▶ WRITTEN PROBLEM 1
Decide whether each statement agrees with the Bohemian Rhapsody review: (a) the film works better as a biopic of Queen the band than of Freddie Mercury alone, (b) the effects used for the stadium and crowds look fully convincing, (c) Freddie Mercury came from Zanzibar. Answer yes or no for each and quote the words of the review that settle it.
▶ WRITTEN PROBLEM 2
In the Bohemian Rhapsody review, which album is named as Queen's first mega-hit?
----- TEXT SEGMENT -----
Well I’ve finally watched BOHEMIAN RHAPSODY, and it’s fine. But doesn’t such an icon as Freddie Mercury deserve a little more than just fine?
Before they were legends of rock, Queen were experimental unknowns with a dentally challenged lead singer from Zanzibar. Freddie Mercury’s (Rami Malek) vocal gymnastics and the band’s sheer talent and memorability brought them success around the world, but not without a cost.
To be honest, after all the behind-the-scenes drama, I’m amazed the film has turned out as coherent as it has. It’s not a particularly revelatory take on the band’s formation, ups or downs, but it moves along briskly enough.
Malek absolutely nails Freddy’s physicality and he has presence even if the script doesn’t really allow for him to explore any hidden depths. It’s not all about the frontman, though his private life takes up a good amount of the screentime, and in fact the film works better as a biopic of Queen the band. The scenes in the recording studio and the unconventional techniques employed to produce their unique sound, particularly for their first mega-hit album “Night at the Opera” are a treat for any fans of the band.
The film’s best material is the obsessively detailed recreation of Queen’s live performances. The Live Aid set piece at the end crackles with energy and the dynamic cinematography is pleasing, though the effects used to recreate the stadium and crowds could have probably done with another pass, having not quite lost their CG-sheen.
----- PROVIDED DATA -----
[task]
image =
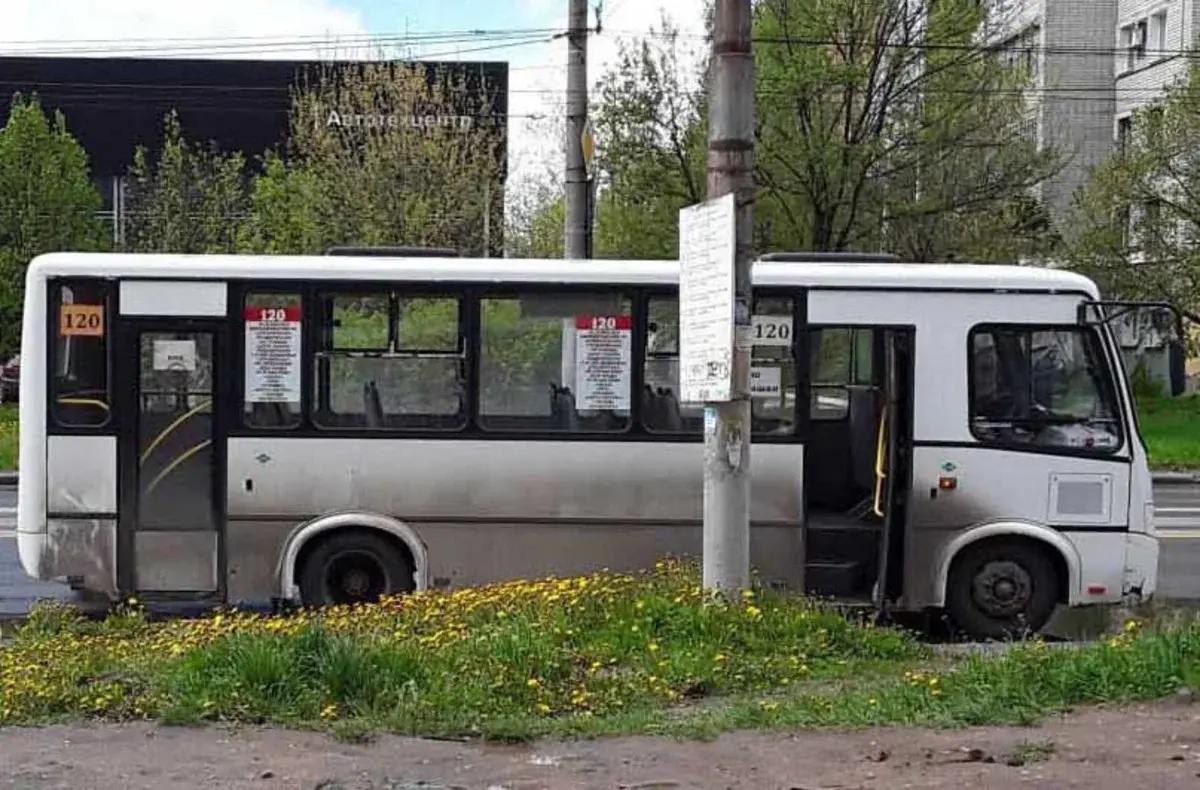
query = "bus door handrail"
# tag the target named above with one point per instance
-----
----- PROVIDED DATA -----
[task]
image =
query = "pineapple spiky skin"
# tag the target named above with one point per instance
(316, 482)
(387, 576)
-----
▶ PROBLEM SOLUTION 1
(a) Yes: "in fact the film works better as a biopic of Queen the band"
(b) No: "the effects used to recreate the stadium and crowds could have probably done with another pass, having not quite lost their CG-sheen"
(c) Yes: "a dentally challenged lead singer from Zanzibar"

▶ PROBLEM SOLUTION 2
"Night at the Opera"